*** ITEMS ***

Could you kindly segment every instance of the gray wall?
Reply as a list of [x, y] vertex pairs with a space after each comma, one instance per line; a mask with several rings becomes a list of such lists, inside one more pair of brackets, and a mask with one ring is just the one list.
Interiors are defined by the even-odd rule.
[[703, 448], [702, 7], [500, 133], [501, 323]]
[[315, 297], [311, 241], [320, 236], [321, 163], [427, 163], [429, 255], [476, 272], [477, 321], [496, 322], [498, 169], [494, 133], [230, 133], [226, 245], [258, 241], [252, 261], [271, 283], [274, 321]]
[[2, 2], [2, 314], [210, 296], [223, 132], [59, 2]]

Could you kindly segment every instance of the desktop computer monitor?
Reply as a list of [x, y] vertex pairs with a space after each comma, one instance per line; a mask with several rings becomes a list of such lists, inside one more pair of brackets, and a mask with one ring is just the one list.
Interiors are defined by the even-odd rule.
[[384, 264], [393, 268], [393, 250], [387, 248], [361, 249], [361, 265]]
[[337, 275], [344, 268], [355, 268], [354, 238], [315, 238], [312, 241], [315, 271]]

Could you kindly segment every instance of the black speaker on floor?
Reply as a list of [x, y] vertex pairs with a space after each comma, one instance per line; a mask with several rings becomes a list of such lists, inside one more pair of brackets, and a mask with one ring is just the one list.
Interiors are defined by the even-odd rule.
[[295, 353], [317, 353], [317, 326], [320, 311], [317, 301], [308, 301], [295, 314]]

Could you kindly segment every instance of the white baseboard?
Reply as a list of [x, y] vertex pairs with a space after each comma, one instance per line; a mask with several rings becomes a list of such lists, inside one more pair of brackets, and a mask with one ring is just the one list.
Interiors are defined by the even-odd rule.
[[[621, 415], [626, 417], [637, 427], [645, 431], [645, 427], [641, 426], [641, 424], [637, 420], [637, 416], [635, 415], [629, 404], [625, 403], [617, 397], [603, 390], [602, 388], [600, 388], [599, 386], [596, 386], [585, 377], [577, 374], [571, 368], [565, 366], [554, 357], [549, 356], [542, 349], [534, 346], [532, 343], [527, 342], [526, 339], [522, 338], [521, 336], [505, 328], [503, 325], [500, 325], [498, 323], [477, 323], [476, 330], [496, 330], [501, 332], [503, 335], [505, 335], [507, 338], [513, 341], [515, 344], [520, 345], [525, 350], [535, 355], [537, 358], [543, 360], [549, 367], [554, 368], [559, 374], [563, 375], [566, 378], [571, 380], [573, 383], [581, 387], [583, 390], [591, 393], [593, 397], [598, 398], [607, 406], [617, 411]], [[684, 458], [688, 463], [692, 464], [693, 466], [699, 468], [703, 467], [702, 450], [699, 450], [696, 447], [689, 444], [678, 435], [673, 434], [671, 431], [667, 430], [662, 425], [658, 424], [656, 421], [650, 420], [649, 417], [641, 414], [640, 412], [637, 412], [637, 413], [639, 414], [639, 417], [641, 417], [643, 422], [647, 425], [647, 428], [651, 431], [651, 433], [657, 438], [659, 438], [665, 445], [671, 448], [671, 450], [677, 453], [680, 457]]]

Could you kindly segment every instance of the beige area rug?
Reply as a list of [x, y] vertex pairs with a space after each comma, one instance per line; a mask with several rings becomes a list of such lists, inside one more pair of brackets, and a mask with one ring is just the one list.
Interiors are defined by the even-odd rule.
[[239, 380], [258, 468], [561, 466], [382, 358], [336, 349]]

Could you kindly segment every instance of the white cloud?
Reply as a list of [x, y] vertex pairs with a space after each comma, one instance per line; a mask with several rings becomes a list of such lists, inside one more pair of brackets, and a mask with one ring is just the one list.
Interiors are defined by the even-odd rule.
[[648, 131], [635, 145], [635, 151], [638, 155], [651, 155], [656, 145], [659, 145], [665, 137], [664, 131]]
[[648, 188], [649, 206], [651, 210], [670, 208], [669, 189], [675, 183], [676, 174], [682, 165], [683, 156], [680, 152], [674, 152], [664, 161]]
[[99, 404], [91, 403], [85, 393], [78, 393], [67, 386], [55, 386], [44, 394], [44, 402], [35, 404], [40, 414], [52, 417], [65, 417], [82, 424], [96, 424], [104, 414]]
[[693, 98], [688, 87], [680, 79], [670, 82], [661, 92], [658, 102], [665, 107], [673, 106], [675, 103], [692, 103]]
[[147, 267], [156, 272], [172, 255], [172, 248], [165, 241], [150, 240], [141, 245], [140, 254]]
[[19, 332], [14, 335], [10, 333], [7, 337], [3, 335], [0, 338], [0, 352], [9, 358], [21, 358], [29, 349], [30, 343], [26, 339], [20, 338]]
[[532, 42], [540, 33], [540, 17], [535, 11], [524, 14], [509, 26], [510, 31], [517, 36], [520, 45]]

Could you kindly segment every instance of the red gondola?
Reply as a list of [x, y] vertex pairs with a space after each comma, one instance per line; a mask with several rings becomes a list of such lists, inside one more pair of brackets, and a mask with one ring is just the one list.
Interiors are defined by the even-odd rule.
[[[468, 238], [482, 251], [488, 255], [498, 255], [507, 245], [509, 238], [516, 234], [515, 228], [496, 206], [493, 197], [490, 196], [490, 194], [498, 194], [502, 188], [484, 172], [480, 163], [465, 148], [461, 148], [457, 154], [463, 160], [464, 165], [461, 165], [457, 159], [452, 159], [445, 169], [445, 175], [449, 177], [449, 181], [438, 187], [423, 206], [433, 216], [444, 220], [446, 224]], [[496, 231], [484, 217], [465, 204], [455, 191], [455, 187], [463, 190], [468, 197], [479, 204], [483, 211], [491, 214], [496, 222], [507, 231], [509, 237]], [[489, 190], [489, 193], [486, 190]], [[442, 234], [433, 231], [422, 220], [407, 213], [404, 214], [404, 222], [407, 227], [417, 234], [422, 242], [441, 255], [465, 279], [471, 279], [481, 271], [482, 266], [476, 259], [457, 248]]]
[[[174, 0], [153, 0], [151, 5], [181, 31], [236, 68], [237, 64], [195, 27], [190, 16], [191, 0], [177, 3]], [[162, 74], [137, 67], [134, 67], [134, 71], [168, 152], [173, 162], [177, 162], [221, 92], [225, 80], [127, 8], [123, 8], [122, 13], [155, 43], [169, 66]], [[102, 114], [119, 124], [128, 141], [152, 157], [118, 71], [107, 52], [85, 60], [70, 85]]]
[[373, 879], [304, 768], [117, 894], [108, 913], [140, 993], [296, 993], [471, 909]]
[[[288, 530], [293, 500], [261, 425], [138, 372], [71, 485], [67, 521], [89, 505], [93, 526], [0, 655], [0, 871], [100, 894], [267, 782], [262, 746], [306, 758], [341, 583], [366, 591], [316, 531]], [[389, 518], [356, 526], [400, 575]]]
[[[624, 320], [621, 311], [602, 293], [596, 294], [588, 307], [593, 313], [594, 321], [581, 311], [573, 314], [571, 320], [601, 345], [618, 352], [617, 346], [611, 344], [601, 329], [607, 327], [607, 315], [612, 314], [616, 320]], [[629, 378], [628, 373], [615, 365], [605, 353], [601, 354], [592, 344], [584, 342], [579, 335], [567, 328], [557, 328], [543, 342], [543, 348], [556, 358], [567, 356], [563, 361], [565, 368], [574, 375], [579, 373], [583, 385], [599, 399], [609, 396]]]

***

- **WORK INSTRUCTIONS**
Copy everything from the line containing "Could you kindly segment every instance of the white baseboard?" down to the line containing "[[239, 380], [258, 468], [561, 466], [382, 358], [336, 349]]", both of those lines included, exactly as they appear above.

- **RESULT**
Could you kindly segment every instance of the white baseboard?
Reply as a list of [x, y] vertex pairs with a space after each comma, one instance per line; a mask with several rings becomes a list of such lists, inside one more pair of brackets, and a mask with one ring is just the one list.
Interiors are defined by the even-odd rule.
[[[621, 415], [626, 417], [637, 427], [645, 431], [645, 427], [641, 426], [641, 424], [637, 420], [637, 416], [635, 415], [629, 404], [625, 403], [617, 397], [603, 390], [602, 388], [600, 388], [599, 386], [596, 386], [585, 377], [577, 374], [571, 368], [565, 366], [554, 357], [549, 356], [542, 349], [534, 346], [532, 343], [527, 342], [526, 339], [522, 338], [521, 336], [505, 328], [503, 325], [500, 325], [498, 323], [477, 323], [476, 330], [496, 330], [501, 332], [503, 335], [505, 335], [507, 338], [513, 341], [515, 344], [520, 345], [525, 350], [535, 355], [537, 358], [543, 360], [549, 367], [554, 368], [559, 374], [563, 375], [566, 378], [571, 380], [573, 383], [581, 387], [583, 390], [591, 393], [593, 397], [598, 398], [607, 406], [617, 411]], [[684, 458], [688, 463], [692, 464], [693, 466], [699, 468], [703, 467], [702, 450], [699, 450], [696, 447], [689, 444], [678, 435], [673, 434], [671, 431], [667, 430], [662, 425], [658, 424], [656, 421], [650, 420], [649, 417], [641, 414], [640, 412], [637, 412], [637, 413], [639, 414], [639, 417], [641, 417], [643, 422], [647, 425], [647, 428], [651, 431], [651, 433], [657, 438], [659, 438], [665, 445], [671, 448], [671, 450], [677, 453], [680, 457]]]

Could you kindly segment every instance of the beige area rug?
Reply as a list of [x, y] vertex pairs with a space after each comma, one instance per line; a mask with several rings becomes a list of such lists, inside one more pair of brackets, and a mask with one ring is just the one list.
Interiors are defined by the even-odd rule.
[[239, 380], [258, 468], [561, 466], [382, 358], [336, 349]]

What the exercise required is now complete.